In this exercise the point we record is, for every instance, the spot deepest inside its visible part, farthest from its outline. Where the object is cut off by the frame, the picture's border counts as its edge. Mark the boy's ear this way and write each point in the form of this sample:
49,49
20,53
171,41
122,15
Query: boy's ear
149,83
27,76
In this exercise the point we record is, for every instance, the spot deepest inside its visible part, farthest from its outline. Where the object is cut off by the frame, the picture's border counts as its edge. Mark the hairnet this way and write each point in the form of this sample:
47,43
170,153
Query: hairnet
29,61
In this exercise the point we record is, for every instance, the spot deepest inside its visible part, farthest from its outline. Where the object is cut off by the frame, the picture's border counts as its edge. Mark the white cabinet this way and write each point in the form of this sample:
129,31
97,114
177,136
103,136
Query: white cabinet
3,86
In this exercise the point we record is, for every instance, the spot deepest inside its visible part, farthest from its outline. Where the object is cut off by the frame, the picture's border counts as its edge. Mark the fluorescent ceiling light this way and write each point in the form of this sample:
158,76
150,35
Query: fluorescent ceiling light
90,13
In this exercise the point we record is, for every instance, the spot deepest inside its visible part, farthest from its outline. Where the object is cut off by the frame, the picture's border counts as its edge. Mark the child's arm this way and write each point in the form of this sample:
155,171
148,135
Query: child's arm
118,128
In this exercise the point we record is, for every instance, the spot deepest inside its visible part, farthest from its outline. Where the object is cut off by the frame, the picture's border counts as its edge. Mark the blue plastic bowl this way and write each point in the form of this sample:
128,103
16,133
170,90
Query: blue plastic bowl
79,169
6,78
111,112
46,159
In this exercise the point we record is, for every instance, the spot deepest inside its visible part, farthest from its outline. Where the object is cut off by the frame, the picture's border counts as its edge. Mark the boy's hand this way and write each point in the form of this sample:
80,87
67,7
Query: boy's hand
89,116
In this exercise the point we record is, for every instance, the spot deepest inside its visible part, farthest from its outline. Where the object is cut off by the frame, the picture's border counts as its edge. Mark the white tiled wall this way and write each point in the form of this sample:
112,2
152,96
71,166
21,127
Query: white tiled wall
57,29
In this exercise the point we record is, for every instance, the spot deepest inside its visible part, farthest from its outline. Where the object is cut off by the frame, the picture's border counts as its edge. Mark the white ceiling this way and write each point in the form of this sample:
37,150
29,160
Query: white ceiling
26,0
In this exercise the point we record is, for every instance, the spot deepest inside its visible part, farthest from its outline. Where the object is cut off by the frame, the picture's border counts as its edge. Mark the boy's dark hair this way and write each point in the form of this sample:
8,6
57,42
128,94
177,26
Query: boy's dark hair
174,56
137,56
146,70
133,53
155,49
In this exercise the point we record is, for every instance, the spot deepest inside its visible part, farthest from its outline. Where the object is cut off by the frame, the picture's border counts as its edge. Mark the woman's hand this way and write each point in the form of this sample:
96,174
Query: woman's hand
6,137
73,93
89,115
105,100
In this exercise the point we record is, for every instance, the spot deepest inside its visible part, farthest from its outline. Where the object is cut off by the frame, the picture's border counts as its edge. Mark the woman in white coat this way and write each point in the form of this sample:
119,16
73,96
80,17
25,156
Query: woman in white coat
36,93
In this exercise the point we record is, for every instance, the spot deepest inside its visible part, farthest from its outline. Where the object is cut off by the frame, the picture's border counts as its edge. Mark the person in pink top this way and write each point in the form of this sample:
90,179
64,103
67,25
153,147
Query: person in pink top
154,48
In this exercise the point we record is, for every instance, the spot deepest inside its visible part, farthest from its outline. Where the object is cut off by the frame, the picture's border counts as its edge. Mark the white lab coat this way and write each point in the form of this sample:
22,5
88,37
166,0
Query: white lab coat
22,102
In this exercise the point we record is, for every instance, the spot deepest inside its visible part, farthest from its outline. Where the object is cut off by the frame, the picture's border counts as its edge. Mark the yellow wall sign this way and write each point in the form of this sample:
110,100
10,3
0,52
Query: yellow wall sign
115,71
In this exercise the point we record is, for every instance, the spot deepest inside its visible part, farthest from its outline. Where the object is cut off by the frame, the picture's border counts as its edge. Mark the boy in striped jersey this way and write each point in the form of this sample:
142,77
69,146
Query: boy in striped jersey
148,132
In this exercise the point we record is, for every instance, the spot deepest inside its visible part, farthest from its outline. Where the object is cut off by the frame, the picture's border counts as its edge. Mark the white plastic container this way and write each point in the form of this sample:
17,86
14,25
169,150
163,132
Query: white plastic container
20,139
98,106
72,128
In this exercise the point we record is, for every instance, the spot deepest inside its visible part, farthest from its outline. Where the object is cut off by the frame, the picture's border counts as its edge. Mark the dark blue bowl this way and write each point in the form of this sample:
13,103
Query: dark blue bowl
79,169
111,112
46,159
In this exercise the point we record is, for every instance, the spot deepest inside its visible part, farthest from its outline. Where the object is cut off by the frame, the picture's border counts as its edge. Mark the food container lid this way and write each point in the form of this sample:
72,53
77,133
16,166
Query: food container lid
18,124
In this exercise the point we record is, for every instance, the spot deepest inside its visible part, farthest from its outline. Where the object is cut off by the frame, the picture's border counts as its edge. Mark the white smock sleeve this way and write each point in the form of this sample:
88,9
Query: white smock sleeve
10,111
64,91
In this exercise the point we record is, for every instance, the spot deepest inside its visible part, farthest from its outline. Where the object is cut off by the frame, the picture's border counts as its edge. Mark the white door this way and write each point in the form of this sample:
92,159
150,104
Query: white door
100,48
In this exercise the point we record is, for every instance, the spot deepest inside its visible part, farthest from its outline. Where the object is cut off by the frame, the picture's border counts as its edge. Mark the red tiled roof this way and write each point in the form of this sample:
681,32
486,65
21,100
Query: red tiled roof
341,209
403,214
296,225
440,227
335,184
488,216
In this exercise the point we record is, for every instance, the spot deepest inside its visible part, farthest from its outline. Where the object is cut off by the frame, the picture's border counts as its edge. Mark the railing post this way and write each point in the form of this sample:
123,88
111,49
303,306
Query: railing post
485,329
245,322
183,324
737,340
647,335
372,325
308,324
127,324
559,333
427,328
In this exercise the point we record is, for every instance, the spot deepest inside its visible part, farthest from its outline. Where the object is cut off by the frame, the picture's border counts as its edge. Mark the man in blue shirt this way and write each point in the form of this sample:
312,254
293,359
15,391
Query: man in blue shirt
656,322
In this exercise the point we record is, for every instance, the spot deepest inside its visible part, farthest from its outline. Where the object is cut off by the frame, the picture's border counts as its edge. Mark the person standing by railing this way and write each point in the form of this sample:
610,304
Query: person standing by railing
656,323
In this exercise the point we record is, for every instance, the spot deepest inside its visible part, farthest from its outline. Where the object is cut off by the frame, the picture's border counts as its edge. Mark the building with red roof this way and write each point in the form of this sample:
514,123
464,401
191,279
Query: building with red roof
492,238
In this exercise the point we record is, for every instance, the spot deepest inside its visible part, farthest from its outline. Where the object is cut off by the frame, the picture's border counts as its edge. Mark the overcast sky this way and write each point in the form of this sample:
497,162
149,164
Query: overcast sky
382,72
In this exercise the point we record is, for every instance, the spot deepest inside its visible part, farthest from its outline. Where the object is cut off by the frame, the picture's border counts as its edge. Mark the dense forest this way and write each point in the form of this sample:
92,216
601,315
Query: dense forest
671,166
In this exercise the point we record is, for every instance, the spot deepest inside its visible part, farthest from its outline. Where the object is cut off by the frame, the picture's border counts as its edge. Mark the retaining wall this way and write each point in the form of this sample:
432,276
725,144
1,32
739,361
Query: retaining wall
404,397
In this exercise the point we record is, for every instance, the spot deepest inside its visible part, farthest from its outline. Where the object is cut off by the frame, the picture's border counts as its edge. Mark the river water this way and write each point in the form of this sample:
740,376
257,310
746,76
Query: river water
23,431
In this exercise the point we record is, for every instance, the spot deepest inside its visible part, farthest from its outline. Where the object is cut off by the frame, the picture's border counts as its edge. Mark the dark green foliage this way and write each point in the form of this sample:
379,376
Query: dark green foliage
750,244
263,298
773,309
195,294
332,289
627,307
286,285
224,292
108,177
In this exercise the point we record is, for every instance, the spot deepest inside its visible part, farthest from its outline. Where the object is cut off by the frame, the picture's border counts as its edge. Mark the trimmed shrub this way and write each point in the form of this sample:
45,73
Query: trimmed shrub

• • • • • • •

• **Goal of the exercise**
Copy out every line of the data where the word "trimmed" occurs.

• **Reply**
In this exercise the point we record is, for every instance, the spot deepest inside its visible part, farthest from its outline. Where the object is cut off by the frame, the picture's border counts as its edge. Mark the trimmed shrub this way and write each point in the form of this sample:
Query: trimmed shrub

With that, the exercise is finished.